* Excerpted text:
- Opening Delimiter -
Lesser stripetail scorpion

Scientific classification
- Domain: Eukaryota
- Kingdom: Animalia
- Phylum: Arthropoda
- Subphylum: Chelicerata
- Class: Arachnida
- Order: Scorpiones
- Family: Vaejovidae
- Genus: Chihuahuanus
- Species: C. coahuilae
- Binomial name: Chihuahuanus coahuilae (Williams, 1968)
- Synonyms: Hoffmannius coahuilae; Vaejovis coahuilae;

= Lesser stripetail scorpion =

- Authority: (Williams, 1968)
- Synonyms: Hoffmannius coahuilae, Vaejovis coahuilae

Species of scorpion

The lesser stripetail scorpion (Chihuahuanus coahuilae) is a small (35-55mm) species of scorpion found in Mexico and the southwestern United States.

==Description==
Males grow to about 35 mm. Females grow 40–45 mm, but rarely as large as 55 mm.

==Distribution and habitat==
The lesser stripetail scorpion is generally found in Mexico and the U.S. states of Arizona, New Mexico and Texas.

It lives in a variety of habitats and elevations, from desert flats to rolling grasslands to rocky slopes in mountains to about 7000 ft or more. Because it is primarily a burrowing species, they are most easily found by using a black light and can be found under rocks and debris.

==Ecology and behavior==
This scorpion uses a flick as its mode of defense, but they will occasionally stand their ground with a defensive posture.
The sting is very painful. Sensitivity and pain can last from 15 to 30 minutes or occasionally longer, with no real medical side effects. Minor swelling and edema can be experienced during that time period depending on severity of sting.
- Closing Delimiter -
* Information provided:
- Opening Delimiter -
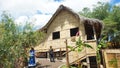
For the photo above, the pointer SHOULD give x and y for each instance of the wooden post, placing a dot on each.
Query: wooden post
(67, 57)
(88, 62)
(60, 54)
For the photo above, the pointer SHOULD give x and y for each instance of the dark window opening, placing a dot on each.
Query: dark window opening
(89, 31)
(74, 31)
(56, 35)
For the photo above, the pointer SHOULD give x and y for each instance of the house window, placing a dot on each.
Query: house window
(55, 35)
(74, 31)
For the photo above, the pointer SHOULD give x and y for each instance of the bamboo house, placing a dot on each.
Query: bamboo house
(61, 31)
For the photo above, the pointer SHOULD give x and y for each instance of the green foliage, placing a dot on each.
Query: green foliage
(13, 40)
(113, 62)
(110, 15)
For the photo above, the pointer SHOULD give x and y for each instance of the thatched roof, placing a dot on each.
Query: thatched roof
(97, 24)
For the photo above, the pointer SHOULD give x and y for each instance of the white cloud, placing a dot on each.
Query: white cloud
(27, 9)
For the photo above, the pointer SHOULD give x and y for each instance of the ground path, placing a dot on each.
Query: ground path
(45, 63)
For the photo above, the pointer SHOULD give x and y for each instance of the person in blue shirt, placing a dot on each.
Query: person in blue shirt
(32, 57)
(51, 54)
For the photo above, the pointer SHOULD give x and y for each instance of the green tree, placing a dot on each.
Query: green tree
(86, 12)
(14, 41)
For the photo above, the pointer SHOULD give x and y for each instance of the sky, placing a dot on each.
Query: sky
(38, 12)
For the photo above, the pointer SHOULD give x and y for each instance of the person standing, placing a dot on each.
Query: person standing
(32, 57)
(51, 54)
- Closing Delimiter -
- Opening Delimiter -
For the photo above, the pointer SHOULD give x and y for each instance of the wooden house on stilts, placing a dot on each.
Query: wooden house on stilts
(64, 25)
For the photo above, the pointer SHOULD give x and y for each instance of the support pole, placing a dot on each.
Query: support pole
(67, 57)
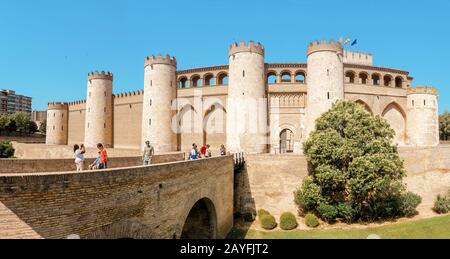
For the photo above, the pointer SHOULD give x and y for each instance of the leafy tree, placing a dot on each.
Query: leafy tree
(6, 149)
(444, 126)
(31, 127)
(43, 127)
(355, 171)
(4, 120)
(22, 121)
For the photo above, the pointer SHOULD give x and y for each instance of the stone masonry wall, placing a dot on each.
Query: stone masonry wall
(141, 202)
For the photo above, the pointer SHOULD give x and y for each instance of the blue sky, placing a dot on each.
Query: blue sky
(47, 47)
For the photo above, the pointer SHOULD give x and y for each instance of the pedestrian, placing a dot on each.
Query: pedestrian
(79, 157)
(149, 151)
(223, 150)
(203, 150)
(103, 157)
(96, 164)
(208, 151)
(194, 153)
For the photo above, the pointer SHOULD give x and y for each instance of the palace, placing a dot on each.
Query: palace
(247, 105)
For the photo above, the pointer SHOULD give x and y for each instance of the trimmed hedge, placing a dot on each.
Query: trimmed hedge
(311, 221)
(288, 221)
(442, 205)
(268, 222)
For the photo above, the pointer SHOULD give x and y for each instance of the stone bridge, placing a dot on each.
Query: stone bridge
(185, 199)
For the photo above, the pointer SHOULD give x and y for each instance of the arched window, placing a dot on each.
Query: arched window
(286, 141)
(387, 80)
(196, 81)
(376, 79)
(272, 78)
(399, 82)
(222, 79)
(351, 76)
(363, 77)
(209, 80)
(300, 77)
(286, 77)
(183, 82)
- Closing Delimiter -
* Your instructions: Decide whether each statement agrees with the text on the lesser stripetail scorpion, answering yes or no and quoting the words of that text that settle it: (a) Males of this scorpion grow larger than females. (b) The species is found in Arizona. (c) Its sting has serious medical side effects.

* Task result:
(a) No: "Males grow to about 35 mm. Females grow 40–45 mm"
(b) Yes: "the U.S. states of Arizona, New Mexico and Texas"
(c) No: "with no real medical side effects"